■ **Do this**
Write out the lines of the material from the line that contains "query | stone staircase" through the final line, copying each one exactly.

■ **Data records**
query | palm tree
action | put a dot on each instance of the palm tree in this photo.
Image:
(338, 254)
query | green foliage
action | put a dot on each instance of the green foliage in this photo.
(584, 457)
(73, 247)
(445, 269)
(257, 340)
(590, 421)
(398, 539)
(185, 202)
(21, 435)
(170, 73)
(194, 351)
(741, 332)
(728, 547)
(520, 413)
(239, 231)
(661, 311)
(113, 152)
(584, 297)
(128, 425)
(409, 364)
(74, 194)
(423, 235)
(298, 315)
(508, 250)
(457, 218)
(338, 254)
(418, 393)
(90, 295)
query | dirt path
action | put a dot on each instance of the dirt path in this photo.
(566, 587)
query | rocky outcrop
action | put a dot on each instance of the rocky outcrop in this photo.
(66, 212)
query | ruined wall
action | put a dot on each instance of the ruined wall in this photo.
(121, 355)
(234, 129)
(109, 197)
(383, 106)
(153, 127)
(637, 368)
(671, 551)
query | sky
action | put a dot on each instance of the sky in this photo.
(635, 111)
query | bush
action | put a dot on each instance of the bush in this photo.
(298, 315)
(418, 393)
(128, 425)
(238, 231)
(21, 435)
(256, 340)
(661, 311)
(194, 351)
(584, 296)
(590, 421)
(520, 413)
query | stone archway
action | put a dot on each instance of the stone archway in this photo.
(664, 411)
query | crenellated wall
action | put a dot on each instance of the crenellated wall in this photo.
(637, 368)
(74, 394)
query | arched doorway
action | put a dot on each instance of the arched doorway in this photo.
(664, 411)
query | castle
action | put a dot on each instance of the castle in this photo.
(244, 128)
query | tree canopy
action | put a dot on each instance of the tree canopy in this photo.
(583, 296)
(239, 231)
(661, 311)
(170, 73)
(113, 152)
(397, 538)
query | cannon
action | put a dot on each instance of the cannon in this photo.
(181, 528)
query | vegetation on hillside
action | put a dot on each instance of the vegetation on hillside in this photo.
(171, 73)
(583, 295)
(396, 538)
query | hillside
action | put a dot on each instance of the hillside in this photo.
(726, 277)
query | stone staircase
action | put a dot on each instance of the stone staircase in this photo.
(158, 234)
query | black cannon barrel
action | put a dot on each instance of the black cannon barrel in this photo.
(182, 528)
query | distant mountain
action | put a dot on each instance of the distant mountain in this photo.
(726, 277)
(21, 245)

■ **Answer to the task**
query | stone staircase
action | put a dot on each instance of the stone staircase in this photo.
(158, 234)
query | black cannon barrel
action | put a dot on each instance of the black cannon barrel in this photo.
(182, 528)
query | distant mountain
action | put a dot on each instance of the distant mountain in this photo.
(726, 277)
(21, 245)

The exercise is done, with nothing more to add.